SUPPLIED MATERIAL:
· · ·
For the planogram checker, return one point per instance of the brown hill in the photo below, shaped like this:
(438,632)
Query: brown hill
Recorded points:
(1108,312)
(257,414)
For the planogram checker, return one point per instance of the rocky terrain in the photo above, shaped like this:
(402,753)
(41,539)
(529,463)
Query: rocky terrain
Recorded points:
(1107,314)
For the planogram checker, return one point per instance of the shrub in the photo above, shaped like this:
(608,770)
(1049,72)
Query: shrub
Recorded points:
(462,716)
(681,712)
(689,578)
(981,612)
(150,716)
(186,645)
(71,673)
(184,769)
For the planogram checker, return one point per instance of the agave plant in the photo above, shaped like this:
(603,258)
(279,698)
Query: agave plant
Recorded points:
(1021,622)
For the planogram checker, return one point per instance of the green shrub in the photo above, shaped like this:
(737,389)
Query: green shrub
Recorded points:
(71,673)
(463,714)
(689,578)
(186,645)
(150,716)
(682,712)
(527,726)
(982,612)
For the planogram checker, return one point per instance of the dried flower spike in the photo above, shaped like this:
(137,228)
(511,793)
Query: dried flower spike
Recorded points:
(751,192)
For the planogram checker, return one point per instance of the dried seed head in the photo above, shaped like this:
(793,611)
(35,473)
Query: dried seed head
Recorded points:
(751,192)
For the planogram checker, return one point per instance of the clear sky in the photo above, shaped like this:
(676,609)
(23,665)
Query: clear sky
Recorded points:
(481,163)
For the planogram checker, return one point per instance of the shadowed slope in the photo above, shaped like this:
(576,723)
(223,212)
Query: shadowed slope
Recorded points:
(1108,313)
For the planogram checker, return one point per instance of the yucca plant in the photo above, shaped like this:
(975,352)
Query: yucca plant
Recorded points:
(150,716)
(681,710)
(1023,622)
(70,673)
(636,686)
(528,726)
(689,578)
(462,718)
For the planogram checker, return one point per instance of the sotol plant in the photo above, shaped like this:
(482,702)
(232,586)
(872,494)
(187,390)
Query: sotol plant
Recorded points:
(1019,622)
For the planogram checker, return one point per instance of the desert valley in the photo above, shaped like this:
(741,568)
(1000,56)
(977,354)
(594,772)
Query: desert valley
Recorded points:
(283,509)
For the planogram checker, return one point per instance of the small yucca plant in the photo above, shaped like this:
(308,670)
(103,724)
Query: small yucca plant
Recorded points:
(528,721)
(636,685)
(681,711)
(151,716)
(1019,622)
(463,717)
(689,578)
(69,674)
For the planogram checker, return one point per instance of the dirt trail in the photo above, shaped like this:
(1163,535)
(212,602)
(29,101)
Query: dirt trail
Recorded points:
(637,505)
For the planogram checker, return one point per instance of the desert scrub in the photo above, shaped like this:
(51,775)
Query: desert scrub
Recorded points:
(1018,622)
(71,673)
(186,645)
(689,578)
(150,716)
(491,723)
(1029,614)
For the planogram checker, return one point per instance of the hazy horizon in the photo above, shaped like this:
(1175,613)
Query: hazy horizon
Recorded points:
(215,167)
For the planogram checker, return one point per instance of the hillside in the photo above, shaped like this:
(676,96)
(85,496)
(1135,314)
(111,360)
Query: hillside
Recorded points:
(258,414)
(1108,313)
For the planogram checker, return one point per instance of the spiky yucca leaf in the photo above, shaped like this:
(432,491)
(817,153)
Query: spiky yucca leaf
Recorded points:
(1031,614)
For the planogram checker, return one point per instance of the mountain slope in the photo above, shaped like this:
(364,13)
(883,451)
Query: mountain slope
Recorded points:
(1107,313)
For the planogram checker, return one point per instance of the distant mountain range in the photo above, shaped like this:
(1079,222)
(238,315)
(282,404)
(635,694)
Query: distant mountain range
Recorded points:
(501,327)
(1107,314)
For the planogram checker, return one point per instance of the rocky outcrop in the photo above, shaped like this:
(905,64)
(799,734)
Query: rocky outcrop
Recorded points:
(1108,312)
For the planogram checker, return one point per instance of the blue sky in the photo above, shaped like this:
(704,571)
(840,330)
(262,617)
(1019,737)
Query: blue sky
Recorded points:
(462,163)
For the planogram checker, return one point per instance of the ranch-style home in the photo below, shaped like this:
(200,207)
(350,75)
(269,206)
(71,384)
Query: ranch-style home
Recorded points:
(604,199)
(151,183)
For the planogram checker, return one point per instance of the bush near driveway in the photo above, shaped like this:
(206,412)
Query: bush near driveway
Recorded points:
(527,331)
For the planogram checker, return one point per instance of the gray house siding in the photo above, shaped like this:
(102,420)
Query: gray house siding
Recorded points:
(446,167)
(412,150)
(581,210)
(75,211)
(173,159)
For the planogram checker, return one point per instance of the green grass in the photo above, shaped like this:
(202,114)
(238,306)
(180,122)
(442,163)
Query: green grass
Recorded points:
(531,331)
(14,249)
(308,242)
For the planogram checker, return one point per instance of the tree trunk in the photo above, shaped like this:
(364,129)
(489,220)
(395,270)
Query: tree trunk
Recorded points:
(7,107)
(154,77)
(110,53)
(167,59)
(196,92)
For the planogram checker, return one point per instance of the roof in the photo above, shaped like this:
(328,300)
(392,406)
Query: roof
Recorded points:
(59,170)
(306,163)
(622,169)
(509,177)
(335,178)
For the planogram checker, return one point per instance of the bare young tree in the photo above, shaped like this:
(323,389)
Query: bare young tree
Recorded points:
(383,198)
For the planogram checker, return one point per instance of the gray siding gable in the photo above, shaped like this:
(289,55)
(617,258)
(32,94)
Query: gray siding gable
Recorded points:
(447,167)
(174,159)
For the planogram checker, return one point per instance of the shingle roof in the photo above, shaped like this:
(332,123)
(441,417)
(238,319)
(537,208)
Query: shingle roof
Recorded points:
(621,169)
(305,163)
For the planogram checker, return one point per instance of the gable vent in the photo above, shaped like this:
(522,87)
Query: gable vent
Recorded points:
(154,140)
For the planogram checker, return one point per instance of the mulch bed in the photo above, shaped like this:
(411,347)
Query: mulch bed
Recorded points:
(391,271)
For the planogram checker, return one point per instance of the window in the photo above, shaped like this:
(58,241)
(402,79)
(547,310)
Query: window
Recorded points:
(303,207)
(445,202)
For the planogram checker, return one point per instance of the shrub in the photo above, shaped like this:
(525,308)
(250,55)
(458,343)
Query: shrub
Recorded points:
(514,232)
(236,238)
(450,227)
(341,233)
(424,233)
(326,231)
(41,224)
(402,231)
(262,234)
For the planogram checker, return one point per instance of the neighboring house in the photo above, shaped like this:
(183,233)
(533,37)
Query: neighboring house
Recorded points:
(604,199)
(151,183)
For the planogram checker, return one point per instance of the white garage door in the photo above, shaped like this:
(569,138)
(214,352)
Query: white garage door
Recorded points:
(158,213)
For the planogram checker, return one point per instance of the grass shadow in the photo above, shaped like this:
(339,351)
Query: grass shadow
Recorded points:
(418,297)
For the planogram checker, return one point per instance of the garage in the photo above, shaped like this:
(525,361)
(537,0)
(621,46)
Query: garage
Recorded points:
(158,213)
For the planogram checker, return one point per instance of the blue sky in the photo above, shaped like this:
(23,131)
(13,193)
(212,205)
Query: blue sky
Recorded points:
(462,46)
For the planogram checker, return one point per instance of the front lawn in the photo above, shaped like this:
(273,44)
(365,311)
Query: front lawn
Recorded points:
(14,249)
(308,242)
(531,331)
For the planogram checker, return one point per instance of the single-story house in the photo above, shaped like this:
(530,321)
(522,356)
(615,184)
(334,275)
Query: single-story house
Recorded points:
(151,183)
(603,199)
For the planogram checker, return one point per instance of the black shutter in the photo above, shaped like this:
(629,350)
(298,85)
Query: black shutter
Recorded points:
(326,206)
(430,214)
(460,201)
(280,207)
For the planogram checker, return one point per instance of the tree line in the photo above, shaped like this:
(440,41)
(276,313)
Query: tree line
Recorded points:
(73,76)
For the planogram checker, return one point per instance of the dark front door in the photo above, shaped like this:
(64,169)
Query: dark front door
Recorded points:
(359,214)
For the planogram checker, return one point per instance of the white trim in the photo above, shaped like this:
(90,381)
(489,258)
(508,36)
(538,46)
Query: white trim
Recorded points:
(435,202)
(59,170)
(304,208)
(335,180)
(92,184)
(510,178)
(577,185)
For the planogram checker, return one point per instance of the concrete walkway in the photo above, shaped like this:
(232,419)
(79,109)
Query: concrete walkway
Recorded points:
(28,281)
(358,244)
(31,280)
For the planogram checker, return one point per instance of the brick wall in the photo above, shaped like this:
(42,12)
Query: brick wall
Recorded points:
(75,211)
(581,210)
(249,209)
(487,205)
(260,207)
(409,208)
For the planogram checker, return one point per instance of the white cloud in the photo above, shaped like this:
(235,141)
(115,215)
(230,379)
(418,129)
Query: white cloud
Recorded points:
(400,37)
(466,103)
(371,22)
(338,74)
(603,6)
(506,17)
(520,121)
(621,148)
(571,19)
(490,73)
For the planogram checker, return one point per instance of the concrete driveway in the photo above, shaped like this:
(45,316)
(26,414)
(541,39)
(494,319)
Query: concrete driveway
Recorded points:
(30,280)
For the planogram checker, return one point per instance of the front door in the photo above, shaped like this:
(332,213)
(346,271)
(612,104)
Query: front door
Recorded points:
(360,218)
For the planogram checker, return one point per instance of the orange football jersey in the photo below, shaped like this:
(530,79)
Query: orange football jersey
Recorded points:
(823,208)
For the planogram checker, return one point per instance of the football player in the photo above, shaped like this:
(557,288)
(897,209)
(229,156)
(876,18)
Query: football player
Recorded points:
· · ·
PROBLEM TO SOLVE:
Please reproduce the records above from the line containing "of the orange" through the end of the records, inclusive, keeping the requests and their sample coordinates unchanged. Rescale each recorded point coordinate by 1.55, rounding to the nearest whole number with halves going up.

TASK ANSWER:
For the planogram checker, return one point per instance of the orange football jersey in the photo below, shaped like this:
(530,79)
Query: orange football jersey
Recorded points:
(1276,322)
For the planogram checker, return one point per instance of the football player in the photo above, shaped like this:
(557,288)
(897,209)
(229,156)
(876,18)
Query: football player
Recorded points:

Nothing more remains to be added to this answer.